* **Prompt 1**:
Which institution is Ross Cressman affiliated with, according to the workshop description?
* **Prompt 2**:
Quote the stretch of the workshop description from "Evolutionary Game Dynamics" through "Taylor (Harvard University)".

* **Selected extract**:
Evolutionary Game Dynamics (06w5051)

Arriving Saturday, June 10 and departing Thursday June 15, 2006

Organizers

Karl Sigmund (University of Vienna)
Ross Cressman (Wilfrid Laurier University)
Christine Taylor (Harvard University)

Objectives

The aim of this workshop would be to bring together people with different modelling approaches and to allow them to appraise the state of the art in the neighboring fields. This seems all the more useful as evolutionary games have been approached within several different disciplines with very different traditions and also different channels of communication (journals, conferences etc). We mention
here classical, economy-based game theory versus biology-driven evolutionary models; probabilistic reasoning based on finite population models versus ordinary differential equations assuming infinite, well mixed populations; equilibrium concepts versus complex attractors; long-term versus short-term evolution; frequency-dependent population genetics versus learning models based on imitation, or endogenous aspiration levels; etc.

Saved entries
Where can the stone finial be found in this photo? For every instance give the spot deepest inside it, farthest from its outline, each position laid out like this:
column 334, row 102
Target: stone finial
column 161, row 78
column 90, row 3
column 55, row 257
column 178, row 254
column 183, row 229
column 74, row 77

* **Worked solution 1**:
Wilfrid Laurier University

* **Worked solution 2**:
Evolutionary Game Dynamics (06w5051)

Arriving Saturday, June 10 and departing Thursday June 15, 2006

Organizers

Karl Sigmund (University of Vienna)
Ross Cressman (Wilfrid Laurier University)
Christine Taylor (Harvard University)